Compito assegnato 1. Stabilisca se le affermazioni (a), (b) e (c) concordano con il testo sul diritto a un ambiente sano riportato più sotto, rispondendo sì o no e citando alla lettera le parole del testo che decidono. (a) Il Consiglio d’Europa comprende 46 Stati. (b) La lettera è stata firmata da 272 personalità della ricerca. (c) Il GNHRE promuove la lettera dal 24 luglio.

Fonte.

·····

Uno degli insegnamenti del 2024 è che la lotta per il diritto al clima passa (anche) dalla mobilitazione in prima persona di chi fa ricerca sui temi ambientali e climatici. Studiose e studiosi, ricercatrici e ricercatori, professioniste e professionisti hanno maturato in questi anni una crescente sfiducia nei confronti della politica e, per non lasciare sole le attiviste e gli attivisti, sempre più spesso sono scese in strada, si sono addirittura candidate (l’abbiamo raccontato qui) e hanno indicato l’urgenza di agire per evitare il collasso climatico, così come lo definisce da tempo il segretario generale dell’Onu Antonio Guterres.
L’ultimo esempio in questo senso arriva dal Global Network for the Study of Human Rights and the Environment (GNHRE) (la Rete Globale dei Diritti Umani e dell’Ambiente) che dal 24 giugno ha promosso una lettera di sostegno per il riconoscimento del diritto a un ambiente sano da parte del Consiglio d’Europa: da non confondere con il Consiglio europeo, cioè l’unione dei capi di stato e governo dei 27 Stati membri dell’Unione Europea, il Consiglio d’Europa è la principale organizzazione di difesa dei diritti umani in Europa, che include 46 Stati tra cui tutti quelli UE. Nella lettera, firmata al momento da 172 delle personalità più note nell’ambito della ricerca, si chiede l’adozione di un nuovo protocollo addizionale alla Convenzione Europea sui Diritti Umani (CEDU).

·····

Dati forniti.
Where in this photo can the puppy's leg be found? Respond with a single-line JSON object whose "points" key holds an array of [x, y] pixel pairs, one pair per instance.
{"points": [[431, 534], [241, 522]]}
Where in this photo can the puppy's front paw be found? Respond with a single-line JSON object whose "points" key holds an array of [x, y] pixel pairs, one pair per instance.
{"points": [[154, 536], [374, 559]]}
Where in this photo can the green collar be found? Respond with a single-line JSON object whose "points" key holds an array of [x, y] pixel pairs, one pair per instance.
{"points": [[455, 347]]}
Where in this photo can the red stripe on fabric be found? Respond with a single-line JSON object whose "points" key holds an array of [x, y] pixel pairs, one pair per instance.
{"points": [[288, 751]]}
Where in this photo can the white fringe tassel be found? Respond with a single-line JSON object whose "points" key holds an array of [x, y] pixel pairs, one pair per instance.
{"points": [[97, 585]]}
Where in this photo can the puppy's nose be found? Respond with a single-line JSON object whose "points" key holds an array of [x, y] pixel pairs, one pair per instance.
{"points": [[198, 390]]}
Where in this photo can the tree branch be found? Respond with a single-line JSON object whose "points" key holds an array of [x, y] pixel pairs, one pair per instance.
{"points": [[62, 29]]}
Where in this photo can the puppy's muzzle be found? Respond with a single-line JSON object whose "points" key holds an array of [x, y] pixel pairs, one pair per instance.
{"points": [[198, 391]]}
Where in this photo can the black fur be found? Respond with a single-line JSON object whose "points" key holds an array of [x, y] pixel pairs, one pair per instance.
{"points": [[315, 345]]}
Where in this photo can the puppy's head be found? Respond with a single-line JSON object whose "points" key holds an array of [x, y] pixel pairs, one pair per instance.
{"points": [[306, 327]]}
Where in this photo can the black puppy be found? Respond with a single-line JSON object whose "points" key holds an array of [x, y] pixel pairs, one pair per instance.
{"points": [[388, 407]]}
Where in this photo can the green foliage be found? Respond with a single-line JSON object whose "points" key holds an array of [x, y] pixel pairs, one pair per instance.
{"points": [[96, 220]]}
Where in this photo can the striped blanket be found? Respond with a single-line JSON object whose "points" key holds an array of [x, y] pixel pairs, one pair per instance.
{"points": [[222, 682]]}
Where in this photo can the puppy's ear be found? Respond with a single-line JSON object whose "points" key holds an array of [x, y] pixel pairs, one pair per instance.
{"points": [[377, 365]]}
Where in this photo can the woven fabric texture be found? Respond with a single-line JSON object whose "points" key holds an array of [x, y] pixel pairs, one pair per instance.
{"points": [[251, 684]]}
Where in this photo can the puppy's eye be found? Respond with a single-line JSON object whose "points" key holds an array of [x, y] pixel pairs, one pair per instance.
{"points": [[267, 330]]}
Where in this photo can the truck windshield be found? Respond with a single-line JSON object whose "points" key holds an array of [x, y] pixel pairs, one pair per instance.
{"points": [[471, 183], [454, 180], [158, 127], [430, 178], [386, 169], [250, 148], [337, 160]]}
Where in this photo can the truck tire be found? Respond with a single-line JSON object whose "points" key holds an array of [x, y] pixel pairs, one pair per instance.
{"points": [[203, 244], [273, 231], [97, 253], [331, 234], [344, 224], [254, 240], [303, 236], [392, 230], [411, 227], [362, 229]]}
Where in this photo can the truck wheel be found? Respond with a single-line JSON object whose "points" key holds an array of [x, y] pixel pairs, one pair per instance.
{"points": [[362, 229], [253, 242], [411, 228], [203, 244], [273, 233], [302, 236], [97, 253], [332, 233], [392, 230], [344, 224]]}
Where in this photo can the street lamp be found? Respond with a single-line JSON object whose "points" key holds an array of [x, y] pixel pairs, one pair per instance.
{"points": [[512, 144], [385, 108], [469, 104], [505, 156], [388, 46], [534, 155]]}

·····

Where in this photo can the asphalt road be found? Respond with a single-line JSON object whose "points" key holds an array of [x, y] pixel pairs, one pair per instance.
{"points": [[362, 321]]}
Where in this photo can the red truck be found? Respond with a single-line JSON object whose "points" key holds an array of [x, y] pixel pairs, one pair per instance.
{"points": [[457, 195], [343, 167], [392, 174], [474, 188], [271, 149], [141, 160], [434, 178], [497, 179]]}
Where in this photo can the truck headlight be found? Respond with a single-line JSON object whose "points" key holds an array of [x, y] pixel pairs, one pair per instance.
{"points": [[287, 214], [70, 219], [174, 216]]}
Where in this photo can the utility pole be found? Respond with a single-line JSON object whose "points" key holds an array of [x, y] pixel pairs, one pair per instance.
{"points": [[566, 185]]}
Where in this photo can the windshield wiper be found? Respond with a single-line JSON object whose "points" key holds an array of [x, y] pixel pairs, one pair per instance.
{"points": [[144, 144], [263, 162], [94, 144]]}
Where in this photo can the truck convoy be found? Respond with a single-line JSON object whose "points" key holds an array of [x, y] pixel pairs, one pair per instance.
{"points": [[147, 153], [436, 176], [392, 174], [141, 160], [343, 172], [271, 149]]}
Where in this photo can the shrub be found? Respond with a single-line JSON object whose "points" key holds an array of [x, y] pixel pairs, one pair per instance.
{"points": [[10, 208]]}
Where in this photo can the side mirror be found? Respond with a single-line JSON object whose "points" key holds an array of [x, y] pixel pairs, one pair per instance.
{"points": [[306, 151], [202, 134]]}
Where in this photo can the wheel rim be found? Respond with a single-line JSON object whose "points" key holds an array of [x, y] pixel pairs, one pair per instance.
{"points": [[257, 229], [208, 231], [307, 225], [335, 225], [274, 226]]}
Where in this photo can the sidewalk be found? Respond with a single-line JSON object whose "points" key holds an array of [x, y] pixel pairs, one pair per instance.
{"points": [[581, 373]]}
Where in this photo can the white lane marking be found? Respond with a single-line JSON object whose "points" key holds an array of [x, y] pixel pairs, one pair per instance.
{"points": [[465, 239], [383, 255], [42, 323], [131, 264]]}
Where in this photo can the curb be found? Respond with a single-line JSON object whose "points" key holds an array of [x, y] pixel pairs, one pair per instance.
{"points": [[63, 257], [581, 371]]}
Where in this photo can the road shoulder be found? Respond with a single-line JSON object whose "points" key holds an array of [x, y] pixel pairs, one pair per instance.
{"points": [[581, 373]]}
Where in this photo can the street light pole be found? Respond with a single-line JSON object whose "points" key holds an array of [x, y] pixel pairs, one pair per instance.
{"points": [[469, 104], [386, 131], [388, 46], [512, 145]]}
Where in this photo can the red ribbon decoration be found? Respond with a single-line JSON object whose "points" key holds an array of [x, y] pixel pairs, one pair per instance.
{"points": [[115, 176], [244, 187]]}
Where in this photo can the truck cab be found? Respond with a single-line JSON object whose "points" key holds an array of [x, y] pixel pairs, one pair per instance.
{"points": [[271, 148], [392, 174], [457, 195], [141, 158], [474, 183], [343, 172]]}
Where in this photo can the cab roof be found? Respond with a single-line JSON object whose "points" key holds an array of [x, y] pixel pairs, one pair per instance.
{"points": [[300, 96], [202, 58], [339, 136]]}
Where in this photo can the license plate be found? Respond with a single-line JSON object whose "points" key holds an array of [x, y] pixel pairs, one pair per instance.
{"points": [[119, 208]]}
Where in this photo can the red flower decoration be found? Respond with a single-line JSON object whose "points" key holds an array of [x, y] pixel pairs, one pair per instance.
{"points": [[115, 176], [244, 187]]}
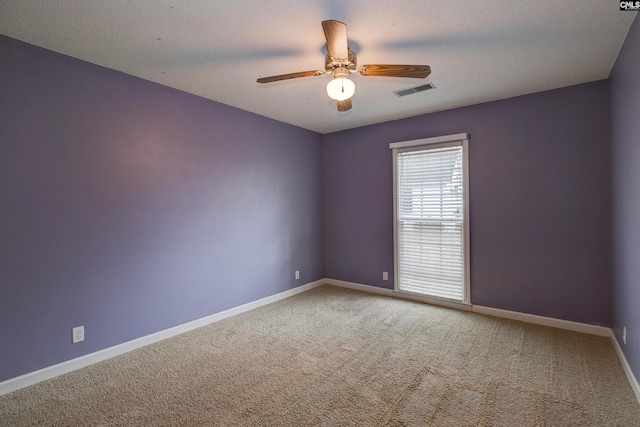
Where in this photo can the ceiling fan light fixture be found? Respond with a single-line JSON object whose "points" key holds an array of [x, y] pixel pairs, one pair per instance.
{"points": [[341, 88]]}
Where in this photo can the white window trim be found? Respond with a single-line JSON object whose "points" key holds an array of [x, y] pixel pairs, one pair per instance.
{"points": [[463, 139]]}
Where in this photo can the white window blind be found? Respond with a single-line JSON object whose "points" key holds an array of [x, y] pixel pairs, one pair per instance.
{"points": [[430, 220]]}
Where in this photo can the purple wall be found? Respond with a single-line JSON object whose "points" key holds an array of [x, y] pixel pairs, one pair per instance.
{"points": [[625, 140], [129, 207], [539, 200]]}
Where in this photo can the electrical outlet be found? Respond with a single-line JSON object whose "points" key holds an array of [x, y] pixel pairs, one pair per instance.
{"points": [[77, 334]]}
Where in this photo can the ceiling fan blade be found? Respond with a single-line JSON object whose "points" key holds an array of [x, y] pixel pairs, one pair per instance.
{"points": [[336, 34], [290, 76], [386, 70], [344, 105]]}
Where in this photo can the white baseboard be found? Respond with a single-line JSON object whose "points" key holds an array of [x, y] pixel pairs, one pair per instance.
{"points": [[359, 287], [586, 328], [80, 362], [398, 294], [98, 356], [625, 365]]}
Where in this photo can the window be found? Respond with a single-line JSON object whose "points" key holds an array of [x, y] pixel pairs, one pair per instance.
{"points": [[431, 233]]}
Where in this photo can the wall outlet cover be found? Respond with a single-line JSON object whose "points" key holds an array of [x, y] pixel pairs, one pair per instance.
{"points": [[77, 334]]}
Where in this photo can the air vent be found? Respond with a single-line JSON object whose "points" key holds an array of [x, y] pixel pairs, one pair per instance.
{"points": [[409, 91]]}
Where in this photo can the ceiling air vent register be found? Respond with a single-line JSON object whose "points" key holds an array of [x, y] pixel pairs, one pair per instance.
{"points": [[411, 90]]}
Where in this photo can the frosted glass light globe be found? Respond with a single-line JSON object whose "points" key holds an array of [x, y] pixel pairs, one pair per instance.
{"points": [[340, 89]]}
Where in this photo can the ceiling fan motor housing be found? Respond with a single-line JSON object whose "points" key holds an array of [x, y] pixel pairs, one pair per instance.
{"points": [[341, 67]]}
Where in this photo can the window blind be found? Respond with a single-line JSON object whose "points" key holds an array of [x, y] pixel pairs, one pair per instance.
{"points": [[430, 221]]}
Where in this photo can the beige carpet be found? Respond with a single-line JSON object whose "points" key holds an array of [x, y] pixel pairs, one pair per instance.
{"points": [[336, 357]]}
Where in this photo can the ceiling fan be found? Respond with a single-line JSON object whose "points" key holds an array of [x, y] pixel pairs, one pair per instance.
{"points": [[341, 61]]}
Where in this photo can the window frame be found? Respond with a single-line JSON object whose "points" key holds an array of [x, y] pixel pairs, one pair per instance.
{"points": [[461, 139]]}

·····

Compito assegnato 2. Individui nei dati riportati sopra tutte le righe che contengono la parola "fabric" e le trascriva.

Risposta attesa 1.
(a) Sì: «il Consiglio d’Europa è la principale organizzazione di difesa dei diritti umani in Europa, che include 46 Stati tra cui tutti quelli UE».
(b) No: «firmata al momento da 172 delle personalità più note nell’ambito della ricerca».
(c) No: «che dal 24 giugno ha promosso una lettera di sostegno».

Risposta attesa 2.
Where in this photo can the red stripe on fabric be found? Respond with a single-line JSON object whose "points" key holds an array of [x, y] pixel pairs, one pair per instance.
Where in this photo can the woven fabric texture be found? Respond with a single-line JSON object whose "points" key holds an array of [x, y] pixel pairs, one pair per instance.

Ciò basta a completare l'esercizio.